_DIRECTIONS:_ Can you copy the lines from the one that contains "Where can the grassy" through the end of the material below, exactly and with nothing else?

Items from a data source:
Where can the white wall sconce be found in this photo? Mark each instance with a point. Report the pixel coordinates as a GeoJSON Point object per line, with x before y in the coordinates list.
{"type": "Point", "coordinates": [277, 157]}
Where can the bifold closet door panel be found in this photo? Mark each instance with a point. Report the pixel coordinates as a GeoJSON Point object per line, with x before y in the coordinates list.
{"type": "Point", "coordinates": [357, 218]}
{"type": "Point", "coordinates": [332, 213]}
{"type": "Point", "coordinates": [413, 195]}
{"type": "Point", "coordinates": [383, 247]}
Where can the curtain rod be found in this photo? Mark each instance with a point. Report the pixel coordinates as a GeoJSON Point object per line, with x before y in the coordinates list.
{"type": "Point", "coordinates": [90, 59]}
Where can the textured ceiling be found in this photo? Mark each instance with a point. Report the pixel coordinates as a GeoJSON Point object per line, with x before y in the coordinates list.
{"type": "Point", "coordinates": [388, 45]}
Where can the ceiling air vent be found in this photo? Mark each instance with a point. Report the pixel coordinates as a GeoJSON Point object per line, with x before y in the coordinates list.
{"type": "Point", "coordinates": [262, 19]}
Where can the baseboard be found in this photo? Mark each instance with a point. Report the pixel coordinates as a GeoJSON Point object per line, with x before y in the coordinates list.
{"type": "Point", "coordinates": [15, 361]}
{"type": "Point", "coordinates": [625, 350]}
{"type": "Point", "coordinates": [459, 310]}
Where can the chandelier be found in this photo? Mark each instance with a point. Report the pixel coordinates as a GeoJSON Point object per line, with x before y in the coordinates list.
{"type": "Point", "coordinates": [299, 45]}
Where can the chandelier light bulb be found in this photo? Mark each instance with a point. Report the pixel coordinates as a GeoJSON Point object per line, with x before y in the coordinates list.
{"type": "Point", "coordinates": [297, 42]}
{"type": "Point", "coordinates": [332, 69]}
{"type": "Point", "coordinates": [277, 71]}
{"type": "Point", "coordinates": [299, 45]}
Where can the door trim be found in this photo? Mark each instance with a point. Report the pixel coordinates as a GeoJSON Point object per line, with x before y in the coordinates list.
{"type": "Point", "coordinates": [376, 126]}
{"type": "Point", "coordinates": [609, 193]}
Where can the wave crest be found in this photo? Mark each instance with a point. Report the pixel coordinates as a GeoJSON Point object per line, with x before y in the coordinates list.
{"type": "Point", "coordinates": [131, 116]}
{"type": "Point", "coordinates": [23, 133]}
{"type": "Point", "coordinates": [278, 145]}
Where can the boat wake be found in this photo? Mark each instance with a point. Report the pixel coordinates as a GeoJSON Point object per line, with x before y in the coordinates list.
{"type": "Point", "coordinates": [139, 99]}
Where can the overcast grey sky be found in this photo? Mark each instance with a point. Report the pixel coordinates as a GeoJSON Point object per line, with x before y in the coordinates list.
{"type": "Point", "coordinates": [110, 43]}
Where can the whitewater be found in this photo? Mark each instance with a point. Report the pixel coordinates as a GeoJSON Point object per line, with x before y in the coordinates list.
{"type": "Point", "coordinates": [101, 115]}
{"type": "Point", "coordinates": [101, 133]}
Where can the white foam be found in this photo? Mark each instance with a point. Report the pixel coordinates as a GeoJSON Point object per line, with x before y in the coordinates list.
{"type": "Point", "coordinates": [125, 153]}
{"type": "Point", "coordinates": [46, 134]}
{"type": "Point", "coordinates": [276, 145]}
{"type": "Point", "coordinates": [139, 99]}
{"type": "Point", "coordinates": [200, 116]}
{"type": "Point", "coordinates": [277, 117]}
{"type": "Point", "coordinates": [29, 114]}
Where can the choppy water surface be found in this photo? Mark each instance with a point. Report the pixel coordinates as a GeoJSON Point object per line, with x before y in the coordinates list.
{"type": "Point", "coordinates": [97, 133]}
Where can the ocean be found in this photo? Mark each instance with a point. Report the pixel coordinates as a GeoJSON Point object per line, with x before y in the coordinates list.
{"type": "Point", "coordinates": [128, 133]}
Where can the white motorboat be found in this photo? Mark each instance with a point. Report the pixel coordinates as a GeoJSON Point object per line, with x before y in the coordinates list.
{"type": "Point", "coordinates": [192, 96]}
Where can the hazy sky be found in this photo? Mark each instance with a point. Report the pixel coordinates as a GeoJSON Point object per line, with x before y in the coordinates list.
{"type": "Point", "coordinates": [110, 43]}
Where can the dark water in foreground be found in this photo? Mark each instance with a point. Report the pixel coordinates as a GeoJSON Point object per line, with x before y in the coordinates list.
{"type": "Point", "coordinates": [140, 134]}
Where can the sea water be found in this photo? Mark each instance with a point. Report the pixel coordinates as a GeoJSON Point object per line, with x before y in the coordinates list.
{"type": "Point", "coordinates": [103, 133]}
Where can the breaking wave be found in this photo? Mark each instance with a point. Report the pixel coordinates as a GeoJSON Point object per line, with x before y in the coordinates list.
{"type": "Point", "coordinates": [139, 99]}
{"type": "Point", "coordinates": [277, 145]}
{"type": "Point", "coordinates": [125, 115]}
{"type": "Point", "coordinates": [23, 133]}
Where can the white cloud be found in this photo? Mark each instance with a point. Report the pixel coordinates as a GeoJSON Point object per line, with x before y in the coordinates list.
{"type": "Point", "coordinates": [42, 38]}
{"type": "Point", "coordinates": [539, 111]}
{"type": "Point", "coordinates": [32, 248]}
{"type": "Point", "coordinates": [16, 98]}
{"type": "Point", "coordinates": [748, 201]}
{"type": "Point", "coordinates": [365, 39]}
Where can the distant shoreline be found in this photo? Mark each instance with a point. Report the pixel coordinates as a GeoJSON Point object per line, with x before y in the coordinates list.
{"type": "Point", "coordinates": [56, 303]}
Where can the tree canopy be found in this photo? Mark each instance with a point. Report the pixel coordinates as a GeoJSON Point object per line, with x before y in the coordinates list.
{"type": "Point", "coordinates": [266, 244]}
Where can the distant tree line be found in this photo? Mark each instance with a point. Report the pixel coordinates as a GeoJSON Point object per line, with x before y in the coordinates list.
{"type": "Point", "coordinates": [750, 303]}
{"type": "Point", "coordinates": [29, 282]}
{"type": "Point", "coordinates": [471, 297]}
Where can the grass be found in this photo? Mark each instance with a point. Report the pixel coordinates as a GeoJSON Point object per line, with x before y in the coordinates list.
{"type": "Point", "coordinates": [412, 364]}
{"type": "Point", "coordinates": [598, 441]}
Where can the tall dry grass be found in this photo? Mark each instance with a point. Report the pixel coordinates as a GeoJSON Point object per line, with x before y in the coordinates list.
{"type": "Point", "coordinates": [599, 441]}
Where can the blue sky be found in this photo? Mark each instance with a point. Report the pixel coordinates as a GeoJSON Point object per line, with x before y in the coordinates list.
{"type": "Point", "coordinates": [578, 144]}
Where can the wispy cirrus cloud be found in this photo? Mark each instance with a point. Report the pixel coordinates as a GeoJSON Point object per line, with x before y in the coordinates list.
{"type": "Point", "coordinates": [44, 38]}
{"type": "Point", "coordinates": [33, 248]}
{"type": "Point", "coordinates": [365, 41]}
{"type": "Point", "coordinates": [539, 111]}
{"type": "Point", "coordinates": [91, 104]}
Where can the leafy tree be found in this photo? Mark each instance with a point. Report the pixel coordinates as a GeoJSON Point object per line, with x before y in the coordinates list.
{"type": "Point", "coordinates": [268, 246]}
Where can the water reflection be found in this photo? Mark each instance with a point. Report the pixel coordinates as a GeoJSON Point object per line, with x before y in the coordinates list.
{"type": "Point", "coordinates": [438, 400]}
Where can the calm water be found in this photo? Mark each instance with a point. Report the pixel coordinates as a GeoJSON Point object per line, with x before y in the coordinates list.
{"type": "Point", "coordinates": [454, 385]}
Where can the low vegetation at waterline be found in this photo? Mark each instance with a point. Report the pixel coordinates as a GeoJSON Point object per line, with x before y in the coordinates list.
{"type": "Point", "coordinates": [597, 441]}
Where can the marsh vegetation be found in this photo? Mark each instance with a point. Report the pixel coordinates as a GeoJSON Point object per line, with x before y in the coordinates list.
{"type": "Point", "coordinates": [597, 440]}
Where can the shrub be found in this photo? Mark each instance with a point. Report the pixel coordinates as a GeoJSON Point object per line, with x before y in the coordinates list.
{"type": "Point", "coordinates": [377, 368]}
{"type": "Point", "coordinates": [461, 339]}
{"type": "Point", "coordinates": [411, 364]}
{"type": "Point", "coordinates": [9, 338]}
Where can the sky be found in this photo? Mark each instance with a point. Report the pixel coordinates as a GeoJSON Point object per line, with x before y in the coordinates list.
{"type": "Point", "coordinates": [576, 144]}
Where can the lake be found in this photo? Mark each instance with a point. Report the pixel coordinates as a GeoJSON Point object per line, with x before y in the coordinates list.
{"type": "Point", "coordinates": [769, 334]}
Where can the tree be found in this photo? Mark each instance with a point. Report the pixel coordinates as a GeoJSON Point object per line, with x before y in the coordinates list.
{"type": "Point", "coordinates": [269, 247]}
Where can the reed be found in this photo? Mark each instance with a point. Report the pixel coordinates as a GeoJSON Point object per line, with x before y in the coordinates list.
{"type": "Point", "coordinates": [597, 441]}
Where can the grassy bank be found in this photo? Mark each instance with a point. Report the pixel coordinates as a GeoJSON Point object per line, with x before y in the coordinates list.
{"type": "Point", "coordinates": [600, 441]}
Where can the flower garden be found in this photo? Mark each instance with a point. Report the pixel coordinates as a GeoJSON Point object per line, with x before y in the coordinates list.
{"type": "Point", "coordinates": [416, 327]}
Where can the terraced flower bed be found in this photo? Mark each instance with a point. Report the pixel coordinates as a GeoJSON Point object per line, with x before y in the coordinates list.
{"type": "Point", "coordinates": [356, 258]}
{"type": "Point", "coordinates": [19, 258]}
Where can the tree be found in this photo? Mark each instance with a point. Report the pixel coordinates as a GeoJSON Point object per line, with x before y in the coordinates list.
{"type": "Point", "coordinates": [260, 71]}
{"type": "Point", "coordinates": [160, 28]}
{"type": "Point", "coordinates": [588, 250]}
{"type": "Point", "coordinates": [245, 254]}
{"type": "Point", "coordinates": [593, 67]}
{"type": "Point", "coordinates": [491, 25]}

_WRITTEN SOLUTION:_
Where can the grassy bank be found in this photo? Mark each instance with a point. Report the pixel coordinates as a GeoJSON Point object per line, with x before y in the coordinates list.
{"type": "Point", "coordinates": [600, 441]}
Where can the flower garden be found in this photo? Mark each instance with a point. Report the pixel coordinates as a GeoJSON Point object per line, with x before y in the coordinates list.
{"type": "Point", "coordinates": [416, 327]}
Where can the terraced flower bed be found in this photo? Mark each instance with a point. Report the pixel coordinates as a GeoJSON Point object per line, with x before y in the coordinates list.
{"type": "Point", "coordinates": [356, 258]}
{"type": "Point", "coordinates": [19, 258]}
Where can the tree be found in this photo? Mark each instance with a point. Report the pixel coordinates as a GeoJSON Point object per line, with x before y in the coordinates list.
{"type": "Point", "coordinates": [260, 71]}
{"type": "Point", "coordinates": [160, 28]}
{"type": "Point", "coordinates": [588, 250]}
{"type": "Point", "coordinates": [245, 254]}
{"type": "Point", "coordinates": [593, 67]}
{"type": "Point", "coordinates": [491, 25]}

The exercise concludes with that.